━━ Excerpted passage ━━

Theatre and arts center in Royal Tunbridge Wells, Kent, England

Trinity Theatre is a theatre and arts centre, located in the former Holy Trinity Church in the centre of Royal Tunbridge Wells, Kent.

==Holy Trinity Church: 1829–1972==
As a developing spa town, Tunbridge Wells was short of church capacity, and had no parish church. In 1818, the Church Commissioners created a fund to provide new churches in growing towns, for which it was decided by the residents and visitors to the town to apply for. Led by Lord Abergavenny, a subscription fund was started, which raised the £10,591 construction costs. Architect Decimus Burton (1800–1881), who had already been commissioned to design villas in Calverley Park, agreed to design the building, to a then popular Gothic Revival architecture style. Built in locally quarried sandstone from Calverley Quarry, the first stone was laid on 17 August 1827. Constructed by Mr Barrett of Tunbridge Wells, the finished church, which cost just over £12,000 to complete including fitting out, was consecrated in September 1829.

Due to the popularity of Tunbridge Wells in the Victorian age, a number of churches were built in the town. Hence following the fall in congregation numbers after World War II, the town had a number of churches which were in great need of major maintenance. As the largest church in the town, it was decided to decommission it. The church held its last religious service in 1972.

==Derelict: 1973-1981==
In 1974 the Church Commissioners declared Holy Trinity "redundant to pastoral needs," thereby allowing for its potential demolition, and redevelopment of the site as housing or offices. However, after a petition was raised by the Royal Tunbridge Wells Civic Society, the commissioners gave the society one year to find a suitable public use for the building. After approving in principle a plan to turn the building into a community theatre and arts centre in 1976, £50,000 was raised in six months, to allow a long term lease to be agreed from January 1977 with the Diocese of Rochester.

━━━
━━ Extracted entries ━━

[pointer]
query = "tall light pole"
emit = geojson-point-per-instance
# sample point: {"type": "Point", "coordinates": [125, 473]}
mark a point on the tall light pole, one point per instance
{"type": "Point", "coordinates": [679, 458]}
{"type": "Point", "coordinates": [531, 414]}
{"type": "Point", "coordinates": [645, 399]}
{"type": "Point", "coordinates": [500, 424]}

━━━

▶ Exercise instructions:
1/ According to the passage on Trinity Theatre, on what date was the first stone of Holy Trinity Church laid?
2/ Name every person mentioned in the passage on Trinity Theatre.

▶ Answers below:
1/ 17 August 1827

2/ Lord Abergavenny, Decimus Burton, Mr Barrett